* Objective *
Find each line in the entries below that contains the word "under" and copy it out. Case counts.

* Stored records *
* begin *

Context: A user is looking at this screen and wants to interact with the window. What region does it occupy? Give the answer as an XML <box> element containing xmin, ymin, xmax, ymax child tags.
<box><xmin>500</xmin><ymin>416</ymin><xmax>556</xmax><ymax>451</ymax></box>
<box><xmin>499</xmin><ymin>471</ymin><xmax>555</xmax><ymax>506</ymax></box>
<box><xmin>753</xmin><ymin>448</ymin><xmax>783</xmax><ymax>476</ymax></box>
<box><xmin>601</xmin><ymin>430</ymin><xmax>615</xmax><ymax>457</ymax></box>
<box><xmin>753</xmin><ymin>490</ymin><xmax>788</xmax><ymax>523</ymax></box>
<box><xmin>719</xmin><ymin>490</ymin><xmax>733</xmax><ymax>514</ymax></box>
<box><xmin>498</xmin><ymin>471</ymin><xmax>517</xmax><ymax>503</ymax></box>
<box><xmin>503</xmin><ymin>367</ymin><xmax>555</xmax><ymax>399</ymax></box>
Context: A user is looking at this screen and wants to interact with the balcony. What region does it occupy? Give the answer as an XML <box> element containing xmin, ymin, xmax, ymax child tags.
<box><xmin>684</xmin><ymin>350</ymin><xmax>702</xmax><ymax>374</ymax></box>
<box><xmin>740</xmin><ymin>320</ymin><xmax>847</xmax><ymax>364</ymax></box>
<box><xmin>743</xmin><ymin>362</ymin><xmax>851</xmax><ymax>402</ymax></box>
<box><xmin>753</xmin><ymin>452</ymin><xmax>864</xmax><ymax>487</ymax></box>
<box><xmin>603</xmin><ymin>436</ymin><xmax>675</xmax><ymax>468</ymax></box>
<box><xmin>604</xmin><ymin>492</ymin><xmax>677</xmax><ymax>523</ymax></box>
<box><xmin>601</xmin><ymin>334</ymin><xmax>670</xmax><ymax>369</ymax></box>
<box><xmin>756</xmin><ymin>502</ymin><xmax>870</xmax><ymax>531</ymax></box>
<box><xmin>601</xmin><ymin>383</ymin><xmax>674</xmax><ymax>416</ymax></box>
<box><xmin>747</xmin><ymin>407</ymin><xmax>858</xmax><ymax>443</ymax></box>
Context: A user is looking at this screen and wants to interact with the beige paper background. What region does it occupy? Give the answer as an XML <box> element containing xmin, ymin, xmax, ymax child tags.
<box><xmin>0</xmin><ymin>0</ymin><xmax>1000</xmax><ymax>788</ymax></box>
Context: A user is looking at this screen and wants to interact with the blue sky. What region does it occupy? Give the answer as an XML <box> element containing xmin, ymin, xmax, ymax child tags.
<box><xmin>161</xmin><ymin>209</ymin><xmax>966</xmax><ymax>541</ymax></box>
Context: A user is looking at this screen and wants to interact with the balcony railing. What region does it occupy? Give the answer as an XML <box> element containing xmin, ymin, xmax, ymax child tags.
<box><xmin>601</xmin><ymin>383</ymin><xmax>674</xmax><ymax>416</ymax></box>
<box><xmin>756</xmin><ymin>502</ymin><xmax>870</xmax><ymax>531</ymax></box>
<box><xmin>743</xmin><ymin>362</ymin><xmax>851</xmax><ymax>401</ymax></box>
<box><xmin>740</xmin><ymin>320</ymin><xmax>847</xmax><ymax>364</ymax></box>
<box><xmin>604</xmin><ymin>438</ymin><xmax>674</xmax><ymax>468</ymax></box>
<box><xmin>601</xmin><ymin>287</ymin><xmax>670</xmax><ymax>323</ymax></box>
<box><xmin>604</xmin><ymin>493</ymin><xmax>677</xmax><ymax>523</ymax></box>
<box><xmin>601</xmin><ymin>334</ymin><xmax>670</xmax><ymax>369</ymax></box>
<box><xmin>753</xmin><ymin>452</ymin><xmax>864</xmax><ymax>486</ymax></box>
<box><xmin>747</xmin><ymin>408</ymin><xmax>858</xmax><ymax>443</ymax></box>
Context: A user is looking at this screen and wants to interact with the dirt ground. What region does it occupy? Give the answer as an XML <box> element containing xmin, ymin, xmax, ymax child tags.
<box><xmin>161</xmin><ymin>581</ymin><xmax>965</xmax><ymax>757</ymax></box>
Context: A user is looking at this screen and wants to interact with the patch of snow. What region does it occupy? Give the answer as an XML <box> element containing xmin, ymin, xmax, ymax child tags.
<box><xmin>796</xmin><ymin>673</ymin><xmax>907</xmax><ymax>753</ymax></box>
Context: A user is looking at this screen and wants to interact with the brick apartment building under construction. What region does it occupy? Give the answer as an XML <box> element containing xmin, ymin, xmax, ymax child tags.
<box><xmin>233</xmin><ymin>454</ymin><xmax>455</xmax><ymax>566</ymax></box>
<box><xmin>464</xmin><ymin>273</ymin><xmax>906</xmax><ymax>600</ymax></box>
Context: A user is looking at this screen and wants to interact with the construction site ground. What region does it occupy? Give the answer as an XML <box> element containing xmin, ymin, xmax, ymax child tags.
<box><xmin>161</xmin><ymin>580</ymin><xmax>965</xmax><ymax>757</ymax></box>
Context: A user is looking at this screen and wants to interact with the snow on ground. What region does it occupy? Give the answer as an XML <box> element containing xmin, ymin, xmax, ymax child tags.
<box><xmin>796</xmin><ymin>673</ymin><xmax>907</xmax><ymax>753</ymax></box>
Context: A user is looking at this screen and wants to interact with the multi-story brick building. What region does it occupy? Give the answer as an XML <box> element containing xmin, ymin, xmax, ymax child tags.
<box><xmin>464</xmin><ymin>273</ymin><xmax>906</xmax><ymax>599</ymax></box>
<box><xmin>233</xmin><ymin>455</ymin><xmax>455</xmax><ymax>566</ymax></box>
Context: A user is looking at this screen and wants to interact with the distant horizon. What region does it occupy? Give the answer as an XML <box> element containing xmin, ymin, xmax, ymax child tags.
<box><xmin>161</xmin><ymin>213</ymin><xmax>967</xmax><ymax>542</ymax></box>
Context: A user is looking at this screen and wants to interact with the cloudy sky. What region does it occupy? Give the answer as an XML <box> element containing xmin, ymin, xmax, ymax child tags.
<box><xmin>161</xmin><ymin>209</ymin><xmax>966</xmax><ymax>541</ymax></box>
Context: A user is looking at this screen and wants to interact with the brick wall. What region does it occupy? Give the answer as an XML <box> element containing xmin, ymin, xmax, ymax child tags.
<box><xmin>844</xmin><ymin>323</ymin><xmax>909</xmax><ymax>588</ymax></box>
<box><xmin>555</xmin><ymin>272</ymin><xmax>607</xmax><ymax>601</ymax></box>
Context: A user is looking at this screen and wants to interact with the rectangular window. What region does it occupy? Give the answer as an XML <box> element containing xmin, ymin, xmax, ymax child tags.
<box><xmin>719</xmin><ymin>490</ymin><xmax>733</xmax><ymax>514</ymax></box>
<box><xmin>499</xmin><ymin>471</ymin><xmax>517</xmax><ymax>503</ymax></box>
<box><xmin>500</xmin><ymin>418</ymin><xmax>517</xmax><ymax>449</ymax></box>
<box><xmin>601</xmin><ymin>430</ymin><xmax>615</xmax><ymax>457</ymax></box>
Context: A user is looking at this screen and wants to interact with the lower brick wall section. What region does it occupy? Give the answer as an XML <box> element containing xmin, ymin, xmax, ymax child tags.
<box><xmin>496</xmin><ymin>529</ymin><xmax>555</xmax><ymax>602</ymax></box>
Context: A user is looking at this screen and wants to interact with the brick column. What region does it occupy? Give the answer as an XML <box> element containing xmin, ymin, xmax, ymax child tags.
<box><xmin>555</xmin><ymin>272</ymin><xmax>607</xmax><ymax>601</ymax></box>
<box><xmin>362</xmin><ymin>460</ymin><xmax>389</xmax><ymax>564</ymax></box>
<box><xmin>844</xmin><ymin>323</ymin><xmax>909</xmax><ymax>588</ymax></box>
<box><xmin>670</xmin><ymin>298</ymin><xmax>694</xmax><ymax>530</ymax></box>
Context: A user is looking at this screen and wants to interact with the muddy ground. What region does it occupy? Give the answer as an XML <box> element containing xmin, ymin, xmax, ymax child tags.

* end *

* Full response *
Context: A user is looking at this screen and wants to interact with the brick apartment building under construction. What region does it occupy? Give the answer as an XML <box> element containing xmin, ymin, xmax, ymax child tags.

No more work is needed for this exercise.